Directions: Copy out the entries in full and with complete accuracy; pictures are excluded.
begin Data to process
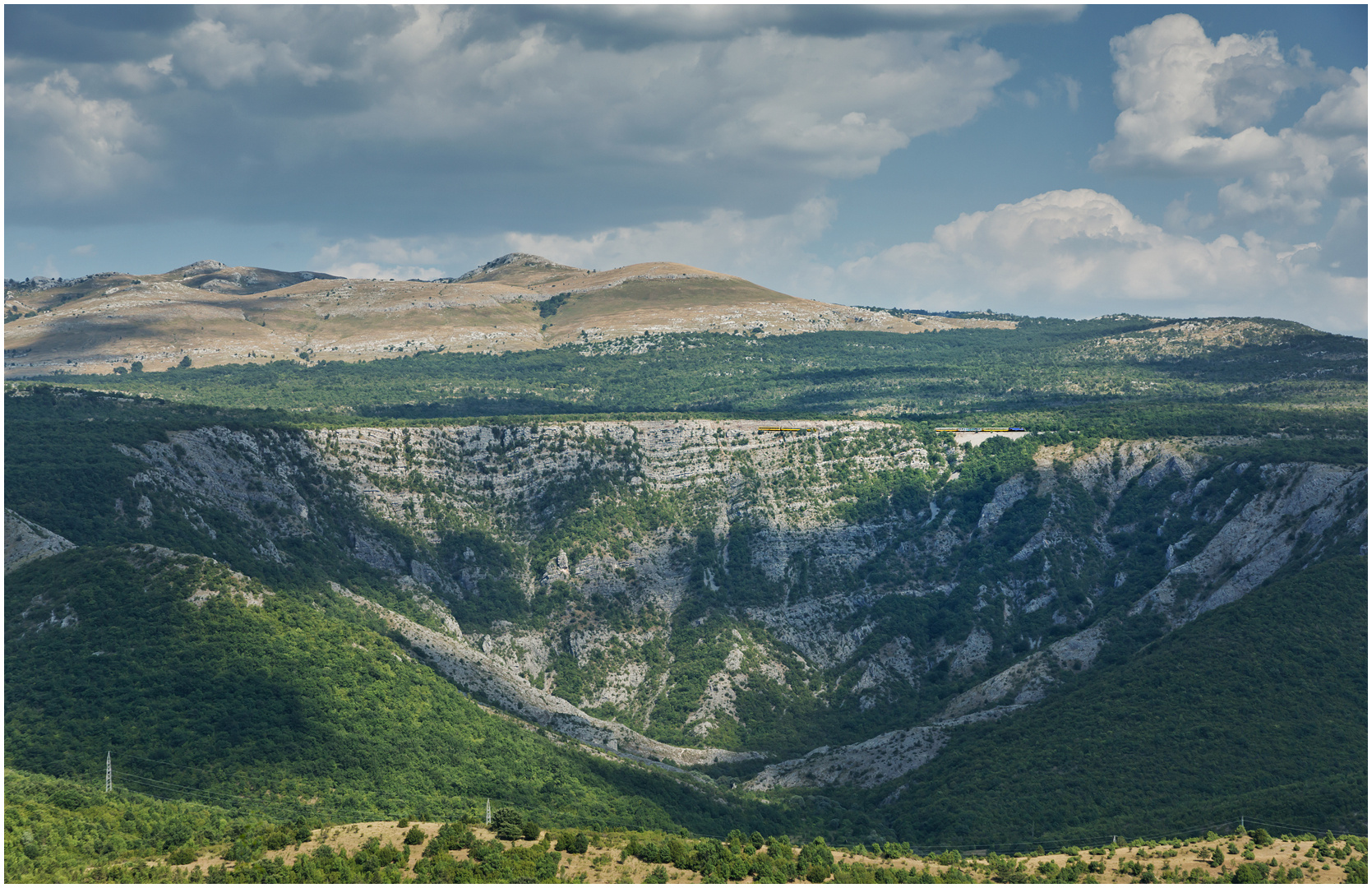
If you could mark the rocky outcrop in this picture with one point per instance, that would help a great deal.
(869, 763)
(832, 609)
(1301, 502)
(25, 541)
(472, 668)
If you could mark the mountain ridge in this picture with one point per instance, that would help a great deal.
(213, 315)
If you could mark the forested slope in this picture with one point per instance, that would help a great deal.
(1140, 617)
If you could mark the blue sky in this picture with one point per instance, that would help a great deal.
(1066, 161)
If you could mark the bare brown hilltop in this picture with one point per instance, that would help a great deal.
(219, 315)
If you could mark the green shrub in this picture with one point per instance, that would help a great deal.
(572, 842)
(184, 854)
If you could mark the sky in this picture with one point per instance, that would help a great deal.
(1060, 161)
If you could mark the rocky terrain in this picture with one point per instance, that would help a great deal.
(697, 590)
(215, 315)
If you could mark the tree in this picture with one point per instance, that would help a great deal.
(508, 824)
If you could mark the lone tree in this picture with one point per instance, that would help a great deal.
(508, 824)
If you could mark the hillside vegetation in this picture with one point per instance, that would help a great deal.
(598, 585)
(1040, 365)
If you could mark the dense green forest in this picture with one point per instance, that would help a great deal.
(1044, 363)
(65, 830)
(303, 699)
(275, 705)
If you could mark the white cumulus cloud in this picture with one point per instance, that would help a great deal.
(1083, 252)
(69, 146)
(1191, 106)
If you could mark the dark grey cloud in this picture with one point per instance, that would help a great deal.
(469, 117)
(90, 33)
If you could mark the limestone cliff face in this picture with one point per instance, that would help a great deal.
(722, 585)
(25, 541)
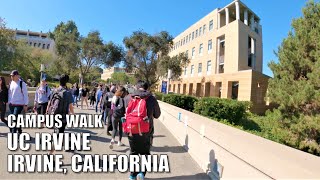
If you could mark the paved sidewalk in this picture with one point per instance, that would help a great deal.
(182, 166)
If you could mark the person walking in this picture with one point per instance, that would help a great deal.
(140, 136)
(3, 99)
(118, 113)
(98, 97)
(92, 97)
(75, 94)
(65, 105)
(84, 96)
(42, 97)
(18, 97)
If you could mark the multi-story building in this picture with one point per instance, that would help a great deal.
(109, 71)
(225, 51)
(36, 39)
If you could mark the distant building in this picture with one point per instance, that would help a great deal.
(109, 71)
(36, 39)
(225, 51)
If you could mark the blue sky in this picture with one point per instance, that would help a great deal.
(116, 19)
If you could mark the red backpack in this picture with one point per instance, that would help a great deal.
(136, 118)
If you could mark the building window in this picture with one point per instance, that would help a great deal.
(209, 66)
(193, 51)
(210, 45)
(210, 25)
(200, 68)
(192, 68)
(201, 48)
(221, 68)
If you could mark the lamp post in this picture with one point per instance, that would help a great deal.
(169, 77)
(42, 69)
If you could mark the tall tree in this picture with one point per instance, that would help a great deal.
(67, 46)
(148, 57)
(296, 83)
(95, 53)
(7, 45)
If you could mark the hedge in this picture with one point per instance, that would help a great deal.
(181, 101)
(222, 109)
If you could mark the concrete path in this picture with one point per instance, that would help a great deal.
(182, 166)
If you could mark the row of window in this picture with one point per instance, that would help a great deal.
(199, 68)
(193, 35)
(200, 49)
(44, 46)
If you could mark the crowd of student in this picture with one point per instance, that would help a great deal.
(123, 112)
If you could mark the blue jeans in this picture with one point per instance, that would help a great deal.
(15, 110)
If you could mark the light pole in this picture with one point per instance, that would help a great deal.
(169, 77)
(42, 69)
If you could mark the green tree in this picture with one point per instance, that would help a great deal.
(67, 46)
(7, 45)
(296, 83)
(95, 53)
(119, 78)
(148, 58)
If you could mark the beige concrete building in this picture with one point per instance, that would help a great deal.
(225, 49)
(109, 71)
(36, 39)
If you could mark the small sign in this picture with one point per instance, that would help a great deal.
(164, 86)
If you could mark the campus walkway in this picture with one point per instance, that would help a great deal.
(182, 166)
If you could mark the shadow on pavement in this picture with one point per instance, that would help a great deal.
(196, 176)
(173, 149)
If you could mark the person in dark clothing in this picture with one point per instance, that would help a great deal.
(3, 99)
(75, 94)
(66, 103)
(92, 97)
(118, 113)
(141, 144)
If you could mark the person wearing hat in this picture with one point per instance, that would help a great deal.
(42, 97)
(18, 97)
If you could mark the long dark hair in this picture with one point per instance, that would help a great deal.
(3, 84)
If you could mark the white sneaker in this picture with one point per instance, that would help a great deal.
(111, 144)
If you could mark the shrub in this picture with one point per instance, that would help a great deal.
(181, 101)
(219, 109)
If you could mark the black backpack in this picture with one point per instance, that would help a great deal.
(119, 110)
(105, 100)
(58, 104)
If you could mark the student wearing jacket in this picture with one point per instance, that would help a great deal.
(141, 144)
(3, 99)
(18, 97)
(42, 97)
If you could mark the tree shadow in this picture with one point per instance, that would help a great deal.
(173, 149)
(191, 177)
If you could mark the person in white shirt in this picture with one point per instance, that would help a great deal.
(18, 97)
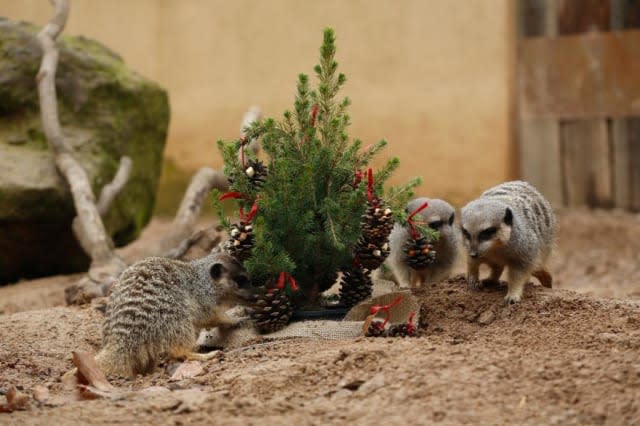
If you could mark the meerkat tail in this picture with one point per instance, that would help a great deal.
(544, 277)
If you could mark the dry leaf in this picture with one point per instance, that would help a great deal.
(16, 400)
(89, 370)
(187, 370)
(190, 400)
(40, 393)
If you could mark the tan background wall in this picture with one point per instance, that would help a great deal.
(431, 76)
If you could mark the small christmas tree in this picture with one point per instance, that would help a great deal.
(315, 208)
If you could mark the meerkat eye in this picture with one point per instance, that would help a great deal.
(242, 281)
(466, 234)
(216, 271)
(487, 234)
(436, 224)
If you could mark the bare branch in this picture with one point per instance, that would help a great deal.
(201, 184)
(90, 229)
(111, 190)
(253, 114)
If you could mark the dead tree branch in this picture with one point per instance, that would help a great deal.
(201, 184)
(111, 190)
(90, 230)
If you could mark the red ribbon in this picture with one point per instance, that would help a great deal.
(285, 276)
(251, 215)
(233, 195)
(411, 327)
(385, 308)
(357, 178)
(243, 142)
(412, 223)
(370, 184)
(314, 115)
end Data to process
Solution:
If you could mark the rocky outcrop in this picture with one point per instance, that would help a great deal.
(869, 763)
(832, 609)
(1301, 502)
(25, 541)
(472, 668)
If you could mark the mountain ridge in this picture with one point per instance, that would help a great deal.
(213, 315)
If you could mark the forested slope in this picture with one point per instance, that would help a great deal.
(1140, 617)
If you could mark the blue sky in this picture with one point per instance, that would help a great deal.
(1066, 161)
If you could mark the bare brown hilltop in this picture with one point per instance, that would help a great deal.
(219, 315)
If you could mark the green shrub in this picture with one point per instance, that would help a great deal.
(572, 842)
(184, 854)
If you could mark the sky in this picture with one point per instance, that would help a great deal.
(1060, 161)
If you could mark the rocky terrain in this picture with one point per instance, that would help a great deal.
(697, 590)
(215, 315)
If you could mark the tree in this picture with one point per instance, that would help a great deal.
(508, 824)
If you could mark the lone tree in this picture with one point per instance, that would help a great deal.
(508, 824)
If you could mark the hillside vegetation in this picture with one point per instance, that would help a great deal.
(598, 585)
(1040, 365)
If you could mark the dense green forest in this picture with one point per instance, that would help a great deal.
(1044, 363)
(65, 830)
(303, 699)
(275, 705)
If you could mark the white cumulus cloud in this picture with one point per instance, that would help a great deal.
(1083, 252)
(69, 146)
(1191, 106)
If you could mark the dark grey cloud in this picture with one point per instance, that would help a great deal.
(469, 117)
(90, 33)
If you could mark the limestone cliff face in this picture with one point per instance, that would help a great deal.
(722, 585)
(25, 541)
If you could mark the paved sidewalk in this picture with one point per instance, that would help a great deal.
(182, 166)
If you could mark the person walking in this picture with one point per instance, that would help a great deal.
(140, 136)
(3, 99)
(118, 113)
(98, 97)
(92, 97)
(75, 94)
(65, 105)
(84, 96)
(42, 97)
(18, 97)
If you could mark the multi-story building in this picture with one point per instance, that would help a great deal.
(109, 71)
(225, 51)
(36, 39)
If you could mark the distant building in this picture with one point per instance, that would help a great deal.
(109, 71)
(36, 39)
(225, 51)
If you could mark the blue sky in this picture with one point per instance, that would help a great deal.
(116, 19)
If you could mark the red backpack in this picture with one point per instance, that would help a great deal.
(136, 118)
If you could mark the building window in this picture with one point per instance, that would help a great deal.
(209, 66)
(193, 51)
(210, 45)
(210, 25)
(200, 68)
(192, 68)
(201, 48)
(221, 68)
If you could mark the lamp post in this picture with one point per instance, that would help a great deal.
(169, 77)
(42, 69)
If you could mark the tall tree in this picture with one point per instance, that would help a great deal.
(67, 46)
(148, 57)
(296, 83)
(95, 53)
(7, 45)
If you could mark the hedge in this picture with one point per instance, that would help a great deal.
(181, 101)
(222, 109)
If you could mark the concrete path in this picture with one point per instance, that would help a great deal.
(182, 166)
If you could mark the row of window in this picture with one point per instance, that would help a great deal.
(199, 68)
(193, 35)
(200, 49)
(44, 46)
If you could mark the crowd of student in this picture with one point per instance, that would help a great deal.
(123, 112)
If you could mark the blue jeans in this picture with one point per instance, that would help a great deal.
(15, 110)
If you could mark the light pole in this picture with one point per instance, that would help a great deal.
(169, 77)
(42, 69)
If you could mark the green tree in this picture with one point per instance, that would help a great deal.
(67, 46)
(7, 45)
(296, 83)
(95, 53)
(119, 78)
(148, 58)
If you could mark the beige concrete building in this picture with one point per instance, that would help a great deal.
(225, 49)
(109, 71)
(36, 39)
If you could mark the small sign in this picture with one point per instance, that would help a great deal.
(164, 86)
If you could mark the campus walkway in this picture with one point per instance, that would help a great deal.
(182, 166)
If you could mark the shadow on pavement in this picture with one point per instance, that would help a great deal.
(196, 176)
(173, 149)
If you could mark the person in dark clothing in this picture with one point per instance, that would help a great deal.
(3, 99)
(75, 94)
(66, 103)
(92, 97)
(118, 113)
(141, 144)
If you could mark the person wearing hat in this picture with one point per instance, that would help a great deal.
(42, 97)
(18, 97)
If you could mark the long dark hair in this picture with one point per instance, that would help a great deal.
(3, 84)
If you could mark the white sneaker in this picture with one point per instance, that would help a great deal.
(111, 144)
If you could mark the shrub in this picture with one point per instance, that would help a great deal.
(181, 101)
(219, 109)
If you could mark the black backpack in this picture with one point per instance, that would help a great deal.
(119, 110)
(105, 100)
(58, 104)
If you could mark the student wearing jacket in this picture with one point per instance, that would help a great deal.
(141, 144)
(3, 99)
(18, 97)
(42, 97)
If you could mark the tree shadow in this picture with one point per instance, that would help a great deal.
(173, 149)
(191, 177)
If you could mark the person in white shirt in this picture with one point per instance, that would help a great deal.
(18, 97)
If you could mark the meerkat tail in this picture with one point per instance, that would help a great deal.
(544, 277)
If you could mark the dry leaf in this picture with one point per instance, that would help a great deal.
(16, 400)
(89, 370)
(187, 370)
(190, 400)
(40, 393)
If you could mark the tan background wall in this picture with one point per instance, that would help a great deal.
(431, 76)
If you could mark the small christmas tree in this picture with one point per instance, that would help a great deal.
(315, 208)
If you could mark the meerkat eye in this picture with one point per instance, that would help a great deal.
(242, 281)
(466, 234)
(216, 271)
(487, 234)
(436, 224)
If you could mark the bare branch in this picture with one point per instance, that would help a great deal.
(201, 184)
(90, 229)
(111, 190)
(253, 114)
If you could mark the dead tree branch in this picture with one point per instance, that would help a great deal.
(201, 184)
(111, 190)
(90, 230)
If you could mark the red ribbon in this picture with one point per instance, that would help a great deal.
(285, 276)
(251, 215)
(233, 195)
(411, 327)
(385, 308)
(357, 178)
(243, 142)
(412, 223)
(370, 184)
(314, 115)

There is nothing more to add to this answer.